> _About this task_: Of the entries below, copy only those lines that contain the word "brick".

> _Supplied material_:
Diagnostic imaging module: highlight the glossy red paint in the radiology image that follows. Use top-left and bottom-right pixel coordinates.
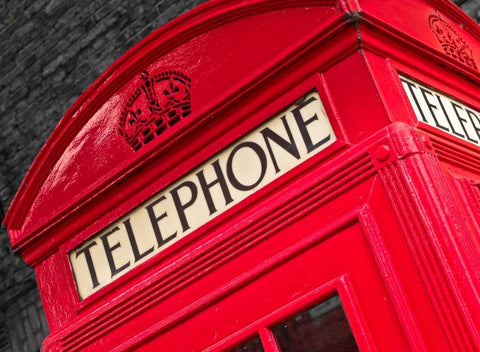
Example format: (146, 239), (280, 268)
(4, 0), (480, 351)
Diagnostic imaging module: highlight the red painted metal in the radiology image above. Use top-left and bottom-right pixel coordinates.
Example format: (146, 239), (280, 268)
(4, 0), (480, 351)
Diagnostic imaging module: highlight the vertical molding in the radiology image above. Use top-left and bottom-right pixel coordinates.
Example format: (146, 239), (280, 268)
(259, 327), (280, 352)
(358, 206), (428, 351)
(376, 128), (480, 350)
(450, 177), (480, 279)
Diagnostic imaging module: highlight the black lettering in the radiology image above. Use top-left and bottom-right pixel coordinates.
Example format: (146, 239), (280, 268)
(466, 109), (480, 144)
(145, 196), (177, 246)
(436, 94), (465, 138)
(452, 102), (478, 143)
(170, 181), (198, 232)
(401, 79), (428, 122)
(292, 95), (331, 153)
(260, 115), (300, 173)
(123, 217), (155, 262)
(100, 226), (130, 278)
(76, 241), (100, 289)
(420, 88), (449, 131)
(227, 141), (267, 191)
(196, 159), (233, 215)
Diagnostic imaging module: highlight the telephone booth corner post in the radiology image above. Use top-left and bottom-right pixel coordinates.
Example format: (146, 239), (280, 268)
(4, 0), (480, 351)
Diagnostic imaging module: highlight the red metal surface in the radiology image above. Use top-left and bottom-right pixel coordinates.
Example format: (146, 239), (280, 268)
(4, 0), (480, 351)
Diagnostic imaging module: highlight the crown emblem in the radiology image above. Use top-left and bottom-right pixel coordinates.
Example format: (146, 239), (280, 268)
(428, 12), (477, 70)
(119, 70), (192, 151)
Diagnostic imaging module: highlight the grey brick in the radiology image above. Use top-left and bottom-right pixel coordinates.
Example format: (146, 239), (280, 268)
(79, 21), (107, 49)
(24, 0), (50, 19)
(42, 53), (65, 77)
(27, 306), (40, 331)
(14, 20), (35, 39)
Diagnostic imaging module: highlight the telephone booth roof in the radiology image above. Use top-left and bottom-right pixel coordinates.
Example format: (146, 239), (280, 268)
(4, 0), (480, 265)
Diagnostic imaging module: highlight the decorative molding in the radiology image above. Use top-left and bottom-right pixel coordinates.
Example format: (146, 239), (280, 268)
(357, 11), (480, 89)
(359, 206), (428, 351)
(119, 71), (192, 151)
(431, 136), (480, 175)
(6, 3), (352, 262)
(65, 209), (366, 352)
(378, 149), (479, 350)
(56, 149), (375, 351)
(4, 0), (347, 235)
(429, 11), (478, 70)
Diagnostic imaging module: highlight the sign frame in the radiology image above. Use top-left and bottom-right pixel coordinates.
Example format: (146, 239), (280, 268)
(399, 74), (480, 148)
(62, 73), (347, 308)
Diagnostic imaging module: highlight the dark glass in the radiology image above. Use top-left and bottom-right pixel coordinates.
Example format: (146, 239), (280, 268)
(272, 295), (359, 352)
(230, 335), (265, 352)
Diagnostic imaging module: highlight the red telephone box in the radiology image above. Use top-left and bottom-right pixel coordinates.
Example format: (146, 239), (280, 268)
(4, 0), (480, 351)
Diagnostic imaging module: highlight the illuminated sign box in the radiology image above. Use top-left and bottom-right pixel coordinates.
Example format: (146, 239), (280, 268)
(400, 75), (480, 147)
(70, 91), (337, 299)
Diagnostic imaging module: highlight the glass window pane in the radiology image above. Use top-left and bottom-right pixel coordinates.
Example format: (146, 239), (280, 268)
(272, 295), (359, 352)
(230, 335), (265, 352)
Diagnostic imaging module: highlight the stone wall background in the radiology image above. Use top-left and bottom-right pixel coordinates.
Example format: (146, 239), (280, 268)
(0, 1), (206, 351)
(458, 0), (480, 22)
(0, 0), (479, 351)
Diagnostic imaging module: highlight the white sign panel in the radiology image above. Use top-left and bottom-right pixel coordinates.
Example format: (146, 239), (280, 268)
(69, 91), (336, 299)
(400, 75), (480, 147)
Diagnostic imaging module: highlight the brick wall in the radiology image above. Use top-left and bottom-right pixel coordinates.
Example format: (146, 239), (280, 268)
(457, 0), (480, 22)
(0, 1), (478, 351)
(0, 290), (48, 352)
(0, 1), (206, 351)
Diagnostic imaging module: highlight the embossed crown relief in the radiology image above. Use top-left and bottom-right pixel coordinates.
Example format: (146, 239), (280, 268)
(428, 11), (478, 70)
(119, 70), (192, 151)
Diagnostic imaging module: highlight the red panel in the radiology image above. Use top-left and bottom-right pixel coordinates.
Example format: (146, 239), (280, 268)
(358, 0), (480, 74)
(35, 253), (77, 331)
(18, 3), (343, 242)
(50, 176), (419, 351)
(132, 222), (406, 352)
(323, 51), (393, 143)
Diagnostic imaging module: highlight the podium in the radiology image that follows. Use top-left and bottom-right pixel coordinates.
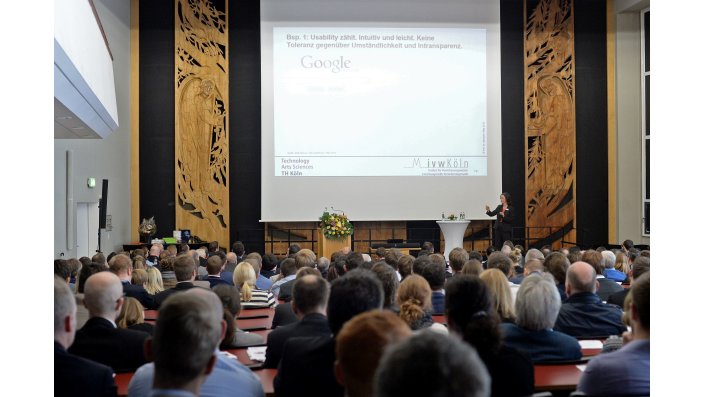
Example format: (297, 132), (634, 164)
(318, 229), (351, 259)
(436, 220), (471, 261)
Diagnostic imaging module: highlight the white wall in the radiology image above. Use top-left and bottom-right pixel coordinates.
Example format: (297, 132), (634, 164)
(615, 8), (650, 245)
(54, 0), (131, 258)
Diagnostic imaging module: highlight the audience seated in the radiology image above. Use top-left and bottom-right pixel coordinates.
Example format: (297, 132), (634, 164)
(544, 252), (570, 301)
(554, 261), (627, 338)
(68, 272), (149, 372)
(446, 274), (534, 396)
(274, 268), (383, 397)
(486, 252), (519, 303)
(264, 275), (331, 368)
(374, 329), (490, 397)
(246, 252), (273, 291)
(205, 255), (230, 288)
(55, 275), (117, 397)
(154, 255), (199, 308)
(578, 272), (650, 396)
(128, 288), (264, 397)
(449, 247), (470, 276)
(461, 259), (483, 276)
(396, 275), (447, 332)
(158, 256), (178, 290)
(500, 273), (582, 362)
(480, 269), (516, 323)
(212, 284), (265, 348)
(270, 258), (296, 298)
(334, 311), (412, 397)
(371, 262), (400, 310)
(109, 254), (157, 310)
(601, 250), (626, 282)
(614, 251), (630, 278)
(412, 255), (446, 314)
(144, 266), (164, 296)
(234, 262), (276, 309)
(396, 254), (414, 281)
(116, 297), (154, 335)
(608, 255), (649, 308)
(582, 250), (623, 300)
(261, 253), (279, 278)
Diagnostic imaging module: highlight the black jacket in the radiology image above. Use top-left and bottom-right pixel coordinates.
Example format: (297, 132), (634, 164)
(55, 341), (117, 397)
(68, 317), (150, 372)
(264, 313), (331, 369)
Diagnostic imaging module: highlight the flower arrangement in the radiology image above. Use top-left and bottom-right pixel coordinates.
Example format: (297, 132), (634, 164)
(319, 209), (353, 239)
(447, 214), (457, 221)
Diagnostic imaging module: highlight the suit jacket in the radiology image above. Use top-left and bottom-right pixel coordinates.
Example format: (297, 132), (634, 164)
(486, 204), (515, 228)
(606, 289), (629, 309)
(122, 281), (157, 309)
(271, 302), (299, 329)
(154, 282), (196, 308)
(264, 313), (331, 369)
(207, 275), (230, 289)
(274, 335), (343, 397)
(431, 290), (445, 314)
(277, 279), (296, 302)
(55, 341), (117, 397)
(596, 276), (624, 301)
(500, 323), (582, 363)
(554, 292), (627, 338)
(68, 317), (149, 372)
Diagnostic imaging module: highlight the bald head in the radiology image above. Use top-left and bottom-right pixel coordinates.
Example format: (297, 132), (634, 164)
(566, 261), (597, 295)
(84, 271), (125, 319)
(523, 259), (544, 275)
(226, 252), (237, 264)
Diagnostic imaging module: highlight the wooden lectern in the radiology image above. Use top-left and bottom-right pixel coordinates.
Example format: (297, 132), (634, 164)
(317, 229), (351, 259)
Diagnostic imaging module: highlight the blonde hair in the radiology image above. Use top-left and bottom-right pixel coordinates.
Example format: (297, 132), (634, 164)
(396, 275), (432, 328)
(615, 252), (629, 274)
(133, 255), (146, 270)
(233, 262), (257, 302)
(480, 269), (516, 321)
(116, 297), (145, 328)
(131, 268), (148, 286)
(509, 248), (522, 265)
(145, 266), (165, 295)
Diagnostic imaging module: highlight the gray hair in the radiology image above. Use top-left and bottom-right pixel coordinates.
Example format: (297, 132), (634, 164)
(316, 257), (330, 272)
(515, 273), (561, 331)
(375, 330), (490, 397)
(601, 250), (616, 269)
(54, 275), (76, 334)
(525, 248), (545, 262)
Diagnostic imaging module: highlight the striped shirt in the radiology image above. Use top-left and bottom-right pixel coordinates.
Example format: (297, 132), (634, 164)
(241, 288), (277, 309)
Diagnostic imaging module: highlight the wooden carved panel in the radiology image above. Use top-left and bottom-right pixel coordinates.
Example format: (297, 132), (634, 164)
(524, 0), (577, 247)
(175, 0), (229, 247)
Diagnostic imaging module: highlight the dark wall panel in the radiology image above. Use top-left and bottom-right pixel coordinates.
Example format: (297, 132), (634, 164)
(574, 0), (608, 247)
(139, 1), (176, 234)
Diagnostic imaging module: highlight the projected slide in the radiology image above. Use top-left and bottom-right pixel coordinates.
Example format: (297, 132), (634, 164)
(273, 27), (487, 177)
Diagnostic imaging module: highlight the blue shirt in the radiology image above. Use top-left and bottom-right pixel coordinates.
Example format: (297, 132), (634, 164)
(604, 268), (627, 282)
(128, 351), (264, 397)
(271, 275), (296, 297)
(578, 339), (650, 396)
(256, 274), (273, 291)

> _Problem solution_:
Diagnostic imaging module: highlight the grey brick in the radiology image above. Use top-left and bottom-right pixel coordinates.
Diagnostic imaging module: highlight the brick wall in the radiology image above. Use top-left and bottom-right pixel coordinates.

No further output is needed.